### [WHAT THE EXERCISE ASKS]
Copy the stretch from the line containing "phrase -- caster wheel" through the end of the records, requests included, adding 37 to every pixel coordinate in the answers. Omit the pictures.

### [SUPPLIED RECORDS]
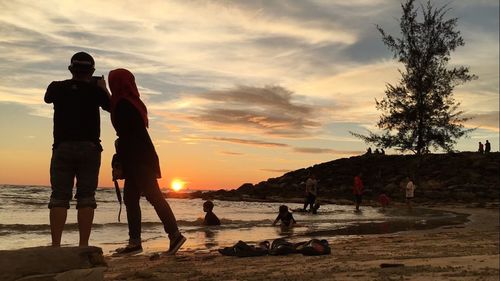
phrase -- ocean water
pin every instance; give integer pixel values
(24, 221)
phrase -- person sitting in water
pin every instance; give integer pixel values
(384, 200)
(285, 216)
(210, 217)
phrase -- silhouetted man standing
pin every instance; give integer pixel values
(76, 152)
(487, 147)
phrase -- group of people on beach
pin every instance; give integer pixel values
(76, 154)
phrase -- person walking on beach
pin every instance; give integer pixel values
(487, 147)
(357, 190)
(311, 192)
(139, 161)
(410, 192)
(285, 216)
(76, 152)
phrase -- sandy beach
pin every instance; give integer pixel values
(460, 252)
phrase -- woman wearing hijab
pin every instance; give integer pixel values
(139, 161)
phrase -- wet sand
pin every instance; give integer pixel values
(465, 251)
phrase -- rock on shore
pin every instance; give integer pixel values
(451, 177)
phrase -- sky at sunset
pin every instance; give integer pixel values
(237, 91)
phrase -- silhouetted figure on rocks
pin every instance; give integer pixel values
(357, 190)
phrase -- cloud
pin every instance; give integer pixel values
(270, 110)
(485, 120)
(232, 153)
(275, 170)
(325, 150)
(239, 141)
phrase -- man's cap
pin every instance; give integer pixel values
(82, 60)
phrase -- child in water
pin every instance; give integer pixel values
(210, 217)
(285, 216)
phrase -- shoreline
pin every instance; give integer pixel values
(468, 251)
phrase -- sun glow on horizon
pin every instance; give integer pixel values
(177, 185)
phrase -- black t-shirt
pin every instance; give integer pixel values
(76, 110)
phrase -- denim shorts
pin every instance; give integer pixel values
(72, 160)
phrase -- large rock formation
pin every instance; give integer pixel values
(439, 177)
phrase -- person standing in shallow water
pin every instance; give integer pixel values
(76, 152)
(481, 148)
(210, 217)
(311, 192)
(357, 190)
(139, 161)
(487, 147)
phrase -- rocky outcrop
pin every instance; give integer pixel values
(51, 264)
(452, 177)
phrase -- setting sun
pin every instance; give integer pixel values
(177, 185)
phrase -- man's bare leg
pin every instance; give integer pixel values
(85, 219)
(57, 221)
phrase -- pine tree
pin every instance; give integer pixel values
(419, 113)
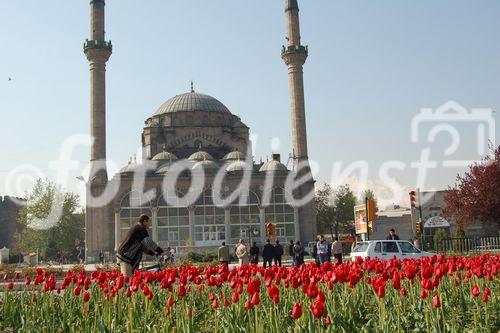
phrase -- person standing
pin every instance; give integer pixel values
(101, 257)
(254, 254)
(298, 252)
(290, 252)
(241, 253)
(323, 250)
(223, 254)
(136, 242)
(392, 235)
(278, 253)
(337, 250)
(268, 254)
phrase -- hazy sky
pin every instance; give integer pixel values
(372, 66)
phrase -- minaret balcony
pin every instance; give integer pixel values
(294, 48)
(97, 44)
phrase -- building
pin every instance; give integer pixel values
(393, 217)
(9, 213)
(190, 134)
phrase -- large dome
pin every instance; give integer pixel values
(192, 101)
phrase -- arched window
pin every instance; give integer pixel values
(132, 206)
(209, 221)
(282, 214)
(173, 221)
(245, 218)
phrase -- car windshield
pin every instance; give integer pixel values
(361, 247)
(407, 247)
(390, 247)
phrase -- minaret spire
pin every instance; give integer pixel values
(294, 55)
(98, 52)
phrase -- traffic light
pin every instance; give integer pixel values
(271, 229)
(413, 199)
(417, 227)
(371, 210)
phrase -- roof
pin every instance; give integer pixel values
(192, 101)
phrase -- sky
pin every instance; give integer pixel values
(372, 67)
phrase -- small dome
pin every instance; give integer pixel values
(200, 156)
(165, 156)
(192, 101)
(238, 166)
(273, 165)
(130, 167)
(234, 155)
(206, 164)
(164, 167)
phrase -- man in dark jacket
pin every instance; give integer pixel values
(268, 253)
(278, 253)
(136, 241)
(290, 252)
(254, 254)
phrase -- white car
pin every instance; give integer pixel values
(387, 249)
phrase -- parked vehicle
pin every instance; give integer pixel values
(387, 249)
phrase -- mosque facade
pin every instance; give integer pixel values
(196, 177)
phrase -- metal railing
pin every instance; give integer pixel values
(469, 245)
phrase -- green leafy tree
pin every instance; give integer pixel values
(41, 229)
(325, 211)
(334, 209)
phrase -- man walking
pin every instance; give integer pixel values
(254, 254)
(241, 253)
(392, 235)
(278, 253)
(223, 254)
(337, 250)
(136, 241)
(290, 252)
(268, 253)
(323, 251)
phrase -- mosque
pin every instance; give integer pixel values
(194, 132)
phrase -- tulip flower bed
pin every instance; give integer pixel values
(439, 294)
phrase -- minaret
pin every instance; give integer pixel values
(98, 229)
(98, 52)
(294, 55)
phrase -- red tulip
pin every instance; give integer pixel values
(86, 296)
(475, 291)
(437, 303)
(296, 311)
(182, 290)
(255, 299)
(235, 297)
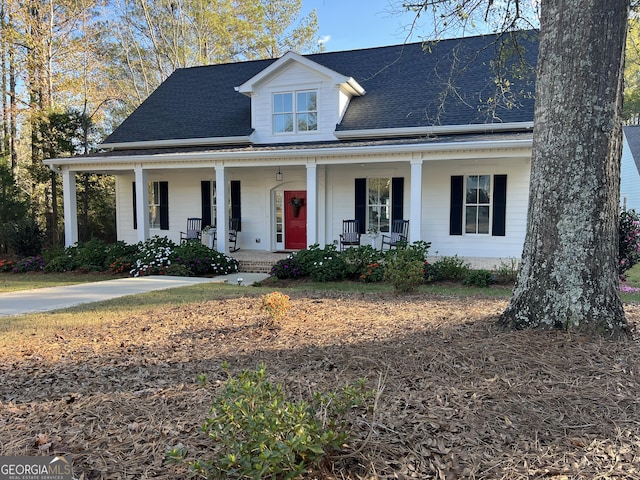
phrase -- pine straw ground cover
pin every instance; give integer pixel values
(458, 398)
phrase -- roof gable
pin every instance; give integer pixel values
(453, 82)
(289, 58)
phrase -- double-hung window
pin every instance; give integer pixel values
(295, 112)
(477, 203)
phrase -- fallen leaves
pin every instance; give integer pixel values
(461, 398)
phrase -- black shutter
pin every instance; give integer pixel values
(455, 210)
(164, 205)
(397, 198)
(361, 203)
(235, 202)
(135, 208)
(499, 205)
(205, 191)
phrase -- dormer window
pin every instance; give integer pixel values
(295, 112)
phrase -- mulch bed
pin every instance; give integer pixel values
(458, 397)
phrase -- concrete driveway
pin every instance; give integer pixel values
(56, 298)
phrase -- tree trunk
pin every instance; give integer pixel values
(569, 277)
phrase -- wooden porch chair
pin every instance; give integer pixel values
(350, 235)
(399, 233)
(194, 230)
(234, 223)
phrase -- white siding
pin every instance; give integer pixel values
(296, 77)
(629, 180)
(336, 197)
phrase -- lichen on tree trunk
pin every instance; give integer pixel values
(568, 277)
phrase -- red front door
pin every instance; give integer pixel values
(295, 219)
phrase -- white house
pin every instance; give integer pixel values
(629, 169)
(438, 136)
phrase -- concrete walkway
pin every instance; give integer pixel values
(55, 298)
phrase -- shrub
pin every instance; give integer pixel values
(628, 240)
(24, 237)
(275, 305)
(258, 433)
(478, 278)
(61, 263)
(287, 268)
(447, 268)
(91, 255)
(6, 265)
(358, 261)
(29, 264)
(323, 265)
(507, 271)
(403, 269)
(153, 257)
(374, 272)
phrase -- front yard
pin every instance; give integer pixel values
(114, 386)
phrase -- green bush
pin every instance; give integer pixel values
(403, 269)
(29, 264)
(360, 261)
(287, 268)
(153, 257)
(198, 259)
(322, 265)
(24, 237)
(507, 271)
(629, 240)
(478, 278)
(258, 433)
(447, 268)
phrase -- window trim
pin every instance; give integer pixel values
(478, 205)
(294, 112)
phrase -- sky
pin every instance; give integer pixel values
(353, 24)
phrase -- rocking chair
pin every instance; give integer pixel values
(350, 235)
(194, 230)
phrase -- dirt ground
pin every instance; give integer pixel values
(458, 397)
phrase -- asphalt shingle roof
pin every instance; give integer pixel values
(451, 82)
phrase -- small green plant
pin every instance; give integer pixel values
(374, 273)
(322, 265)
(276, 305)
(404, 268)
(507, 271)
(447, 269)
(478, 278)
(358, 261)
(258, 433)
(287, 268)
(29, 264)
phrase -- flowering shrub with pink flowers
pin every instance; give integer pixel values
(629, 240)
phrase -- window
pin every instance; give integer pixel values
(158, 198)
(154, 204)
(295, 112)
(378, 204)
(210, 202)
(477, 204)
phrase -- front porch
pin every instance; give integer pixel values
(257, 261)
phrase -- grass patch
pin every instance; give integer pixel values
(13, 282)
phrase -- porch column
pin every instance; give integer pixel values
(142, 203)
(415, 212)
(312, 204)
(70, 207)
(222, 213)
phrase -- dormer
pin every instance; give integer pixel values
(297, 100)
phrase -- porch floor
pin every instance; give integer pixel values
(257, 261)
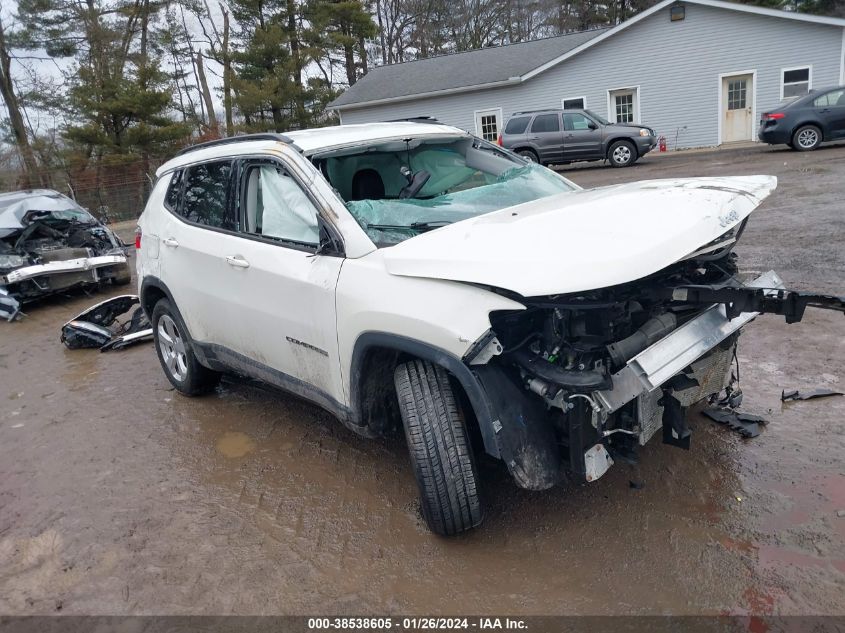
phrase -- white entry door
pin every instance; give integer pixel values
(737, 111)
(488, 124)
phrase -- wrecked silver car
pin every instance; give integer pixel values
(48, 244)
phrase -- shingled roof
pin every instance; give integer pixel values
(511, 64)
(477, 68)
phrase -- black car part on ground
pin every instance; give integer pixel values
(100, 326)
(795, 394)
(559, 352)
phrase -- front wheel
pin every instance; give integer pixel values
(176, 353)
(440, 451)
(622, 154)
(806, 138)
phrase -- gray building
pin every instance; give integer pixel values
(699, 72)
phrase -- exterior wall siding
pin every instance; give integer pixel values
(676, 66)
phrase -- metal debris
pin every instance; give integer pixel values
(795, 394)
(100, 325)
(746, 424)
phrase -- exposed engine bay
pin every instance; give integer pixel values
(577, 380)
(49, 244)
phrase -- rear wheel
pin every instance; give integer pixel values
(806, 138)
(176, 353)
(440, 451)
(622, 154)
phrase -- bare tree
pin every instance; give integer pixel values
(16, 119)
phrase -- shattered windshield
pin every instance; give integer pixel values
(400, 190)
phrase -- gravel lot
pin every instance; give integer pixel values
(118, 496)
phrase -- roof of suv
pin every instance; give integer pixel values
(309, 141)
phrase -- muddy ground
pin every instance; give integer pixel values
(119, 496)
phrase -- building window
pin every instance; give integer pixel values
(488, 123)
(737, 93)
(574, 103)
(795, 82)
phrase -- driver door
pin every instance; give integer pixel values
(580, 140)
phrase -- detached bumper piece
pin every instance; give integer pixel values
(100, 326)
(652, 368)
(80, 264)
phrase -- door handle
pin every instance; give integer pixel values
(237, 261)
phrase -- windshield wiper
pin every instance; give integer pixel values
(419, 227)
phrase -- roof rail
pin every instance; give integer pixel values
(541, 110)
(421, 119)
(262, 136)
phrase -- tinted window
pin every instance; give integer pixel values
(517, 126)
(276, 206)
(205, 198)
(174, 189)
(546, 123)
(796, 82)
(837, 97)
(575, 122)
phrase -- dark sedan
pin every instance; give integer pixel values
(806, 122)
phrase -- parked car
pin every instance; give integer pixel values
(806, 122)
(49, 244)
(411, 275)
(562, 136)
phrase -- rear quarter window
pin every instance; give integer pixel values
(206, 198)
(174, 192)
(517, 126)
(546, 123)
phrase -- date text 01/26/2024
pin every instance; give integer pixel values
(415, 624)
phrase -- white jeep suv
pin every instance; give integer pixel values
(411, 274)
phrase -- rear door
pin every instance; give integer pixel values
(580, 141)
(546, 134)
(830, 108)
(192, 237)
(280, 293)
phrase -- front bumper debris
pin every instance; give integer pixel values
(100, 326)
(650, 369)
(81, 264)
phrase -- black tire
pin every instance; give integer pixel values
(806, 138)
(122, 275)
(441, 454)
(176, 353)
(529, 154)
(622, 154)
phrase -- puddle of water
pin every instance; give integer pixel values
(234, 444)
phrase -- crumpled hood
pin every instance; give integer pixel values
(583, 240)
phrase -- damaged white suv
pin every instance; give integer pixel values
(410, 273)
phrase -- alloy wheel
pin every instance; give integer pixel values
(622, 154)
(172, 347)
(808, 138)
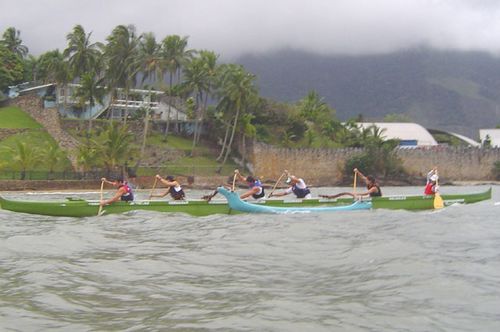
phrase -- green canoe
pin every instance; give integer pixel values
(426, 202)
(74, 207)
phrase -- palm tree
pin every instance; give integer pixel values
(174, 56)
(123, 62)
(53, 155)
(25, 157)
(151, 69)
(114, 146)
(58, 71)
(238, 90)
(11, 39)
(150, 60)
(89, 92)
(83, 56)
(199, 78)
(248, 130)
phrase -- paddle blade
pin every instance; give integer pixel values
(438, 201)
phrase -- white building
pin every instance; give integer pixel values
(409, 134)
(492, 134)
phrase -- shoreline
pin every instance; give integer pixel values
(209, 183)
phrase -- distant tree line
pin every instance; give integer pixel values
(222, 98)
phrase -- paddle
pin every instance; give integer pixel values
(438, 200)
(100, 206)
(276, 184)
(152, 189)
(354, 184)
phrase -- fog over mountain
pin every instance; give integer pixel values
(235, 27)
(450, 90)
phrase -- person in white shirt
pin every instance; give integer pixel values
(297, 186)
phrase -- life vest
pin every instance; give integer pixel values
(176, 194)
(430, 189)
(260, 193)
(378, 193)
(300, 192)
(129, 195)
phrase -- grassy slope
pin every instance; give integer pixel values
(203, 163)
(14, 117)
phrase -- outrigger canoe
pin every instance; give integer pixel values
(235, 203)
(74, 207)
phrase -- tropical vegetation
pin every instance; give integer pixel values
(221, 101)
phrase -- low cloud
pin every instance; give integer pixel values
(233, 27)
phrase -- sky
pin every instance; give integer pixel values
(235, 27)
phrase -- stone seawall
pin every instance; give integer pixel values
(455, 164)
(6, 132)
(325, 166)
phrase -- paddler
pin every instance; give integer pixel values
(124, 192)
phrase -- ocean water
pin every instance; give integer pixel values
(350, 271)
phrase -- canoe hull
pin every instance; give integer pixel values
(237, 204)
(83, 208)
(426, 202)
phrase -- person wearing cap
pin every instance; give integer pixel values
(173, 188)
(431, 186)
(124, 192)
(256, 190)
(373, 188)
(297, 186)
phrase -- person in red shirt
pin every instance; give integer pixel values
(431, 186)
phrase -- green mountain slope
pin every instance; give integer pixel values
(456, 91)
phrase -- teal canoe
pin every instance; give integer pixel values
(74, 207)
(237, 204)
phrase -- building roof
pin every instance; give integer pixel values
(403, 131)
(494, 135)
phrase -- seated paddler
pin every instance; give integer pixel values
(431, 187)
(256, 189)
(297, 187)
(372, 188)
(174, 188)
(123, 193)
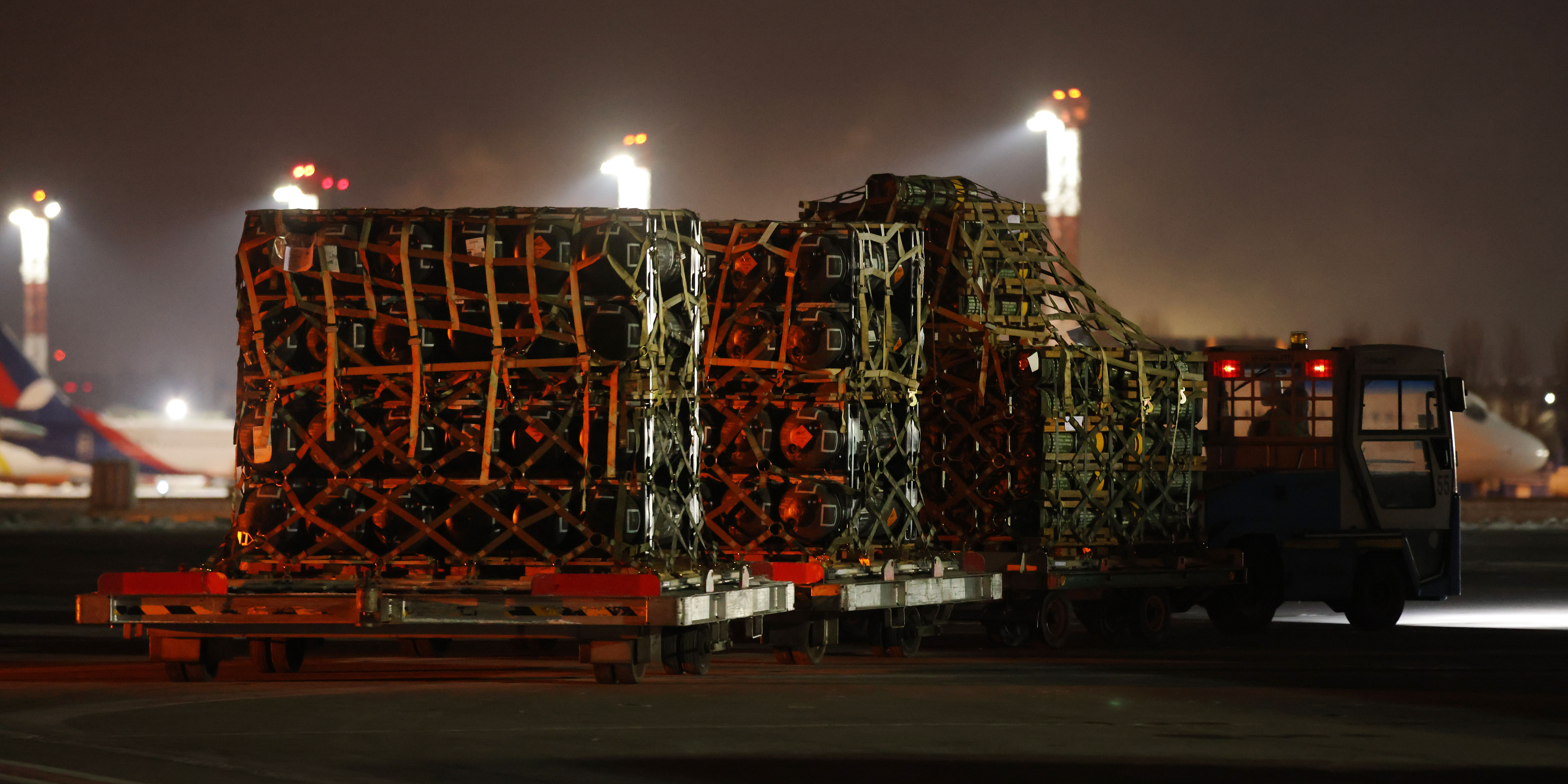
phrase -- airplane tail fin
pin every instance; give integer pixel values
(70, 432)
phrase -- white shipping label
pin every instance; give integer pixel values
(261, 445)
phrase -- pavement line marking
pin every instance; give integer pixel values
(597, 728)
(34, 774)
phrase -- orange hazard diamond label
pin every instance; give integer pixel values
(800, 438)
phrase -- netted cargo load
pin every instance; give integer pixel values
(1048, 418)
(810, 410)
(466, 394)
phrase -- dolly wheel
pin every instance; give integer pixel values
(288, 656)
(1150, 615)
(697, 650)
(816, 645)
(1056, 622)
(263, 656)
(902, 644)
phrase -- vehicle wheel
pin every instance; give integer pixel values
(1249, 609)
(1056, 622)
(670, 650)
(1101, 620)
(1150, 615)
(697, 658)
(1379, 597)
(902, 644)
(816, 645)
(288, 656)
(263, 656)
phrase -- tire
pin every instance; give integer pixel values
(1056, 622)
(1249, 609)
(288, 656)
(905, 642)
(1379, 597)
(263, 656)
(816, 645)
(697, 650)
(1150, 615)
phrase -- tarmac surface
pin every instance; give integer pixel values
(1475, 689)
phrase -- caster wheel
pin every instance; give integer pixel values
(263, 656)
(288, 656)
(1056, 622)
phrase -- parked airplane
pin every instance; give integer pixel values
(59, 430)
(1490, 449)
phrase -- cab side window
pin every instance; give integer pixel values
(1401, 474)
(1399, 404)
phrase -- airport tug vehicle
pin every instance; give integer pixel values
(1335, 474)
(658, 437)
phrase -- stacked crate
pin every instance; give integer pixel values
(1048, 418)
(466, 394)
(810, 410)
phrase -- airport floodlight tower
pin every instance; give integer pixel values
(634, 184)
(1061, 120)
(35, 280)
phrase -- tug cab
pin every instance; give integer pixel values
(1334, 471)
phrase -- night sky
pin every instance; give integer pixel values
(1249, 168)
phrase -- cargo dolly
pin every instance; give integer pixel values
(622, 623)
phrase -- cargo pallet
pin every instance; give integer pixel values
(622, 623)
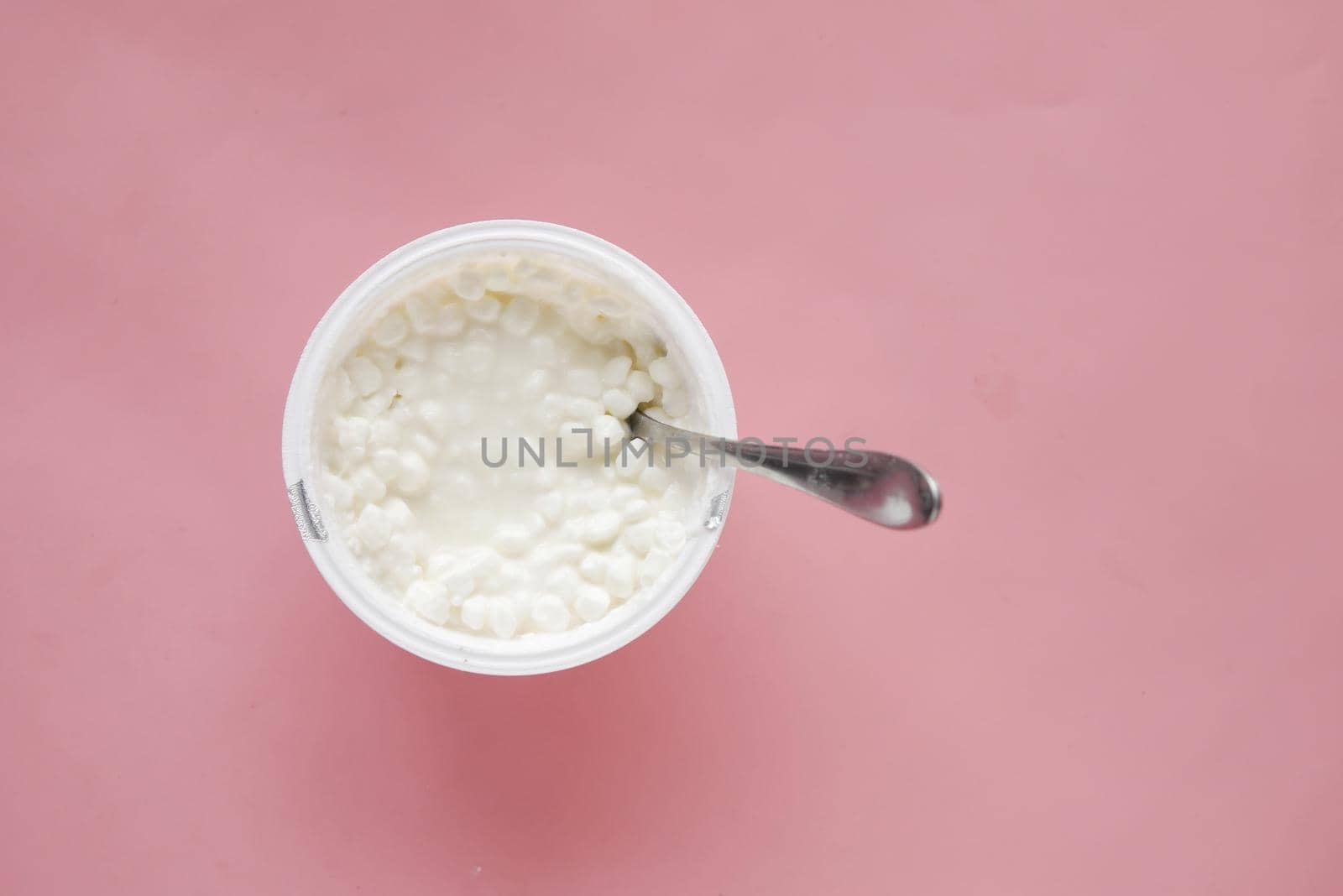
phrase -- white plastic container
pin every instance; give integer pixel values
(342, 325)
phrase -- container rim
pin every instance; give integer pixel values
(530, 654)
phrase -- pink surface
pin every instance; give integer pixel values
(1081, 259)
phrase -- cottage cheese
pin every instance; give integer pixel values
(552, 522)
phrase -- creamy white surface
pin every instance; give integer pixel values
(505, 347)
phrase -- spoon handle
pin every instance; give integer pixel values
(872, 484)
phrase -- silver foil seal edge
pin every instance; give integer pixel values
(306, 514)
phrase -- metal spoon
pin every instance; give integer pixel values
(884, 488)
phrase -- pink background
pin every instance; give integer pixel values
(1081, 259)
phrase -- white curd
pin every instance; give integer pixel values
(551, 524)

### [SOLUTION]
phrase -- caster wheel
pin every instance; give integer pixel values
(300, 693)
(325, 693)
(1093, 659)
phrase -- parked airplane
pin every instance; give integer pixel values
(96, 467)
(1527, 486)
phrase -- cab side window
pin every instance; give integer pixel values
(1438, 511)
(1436, 441)
phrase -- airport tug vehicle
pin every instance; give integer pixel values
(1372, 511)
(695, 474)
phrase -- stacked crate
pin every instance; give integer pixel values
(1085, 455)
(503, 431)
(847, 447)
phrase -- airport floodlight tower
pin every instance; give integer pixel values
(671, 221)
(1098, 157)
(72, 317)
phrase -- tug cab
pin every instance; give integer pixel values
(1371, 508)
phrase -- night sky
pin every instance; give integer pixel values
(1286, 205)
phrase -- cargo dolly
pin every instance; give integer pixel values
(659, 660)
phrase -- cargo pallet
pin every instance; give integer pixel values
(659, 660)
phrase -- white plastic container
pin every instance; give integer pixel values
(379, 362)
phrase -- container rim
pin every instance; give integer pixel values
(567, 691)
phrase -- pink surface
pin every instance; give integer pixel values
(1118, 296)
phrase -- cottage cheese
pin every instance; give integer pixel values
(589, 559)
phrase -- creamy white surface
pin every instance; give integer pixel values
(542, 384)
phrase -- spoon handle
pin every instance; give integer pixel values
(909, 521)
phrase -- silver foil seal edge
pin every instance; give integer pixel values
(343, 551)
phrase -- metal spoon
pin every instance; give integer pixel values
(921, 525)
phrase -- pink background
pin every instance; give integer pixel values
(1118, 296)
phrase -- white curd
pin every instance; give integer pixel values
(588, 561)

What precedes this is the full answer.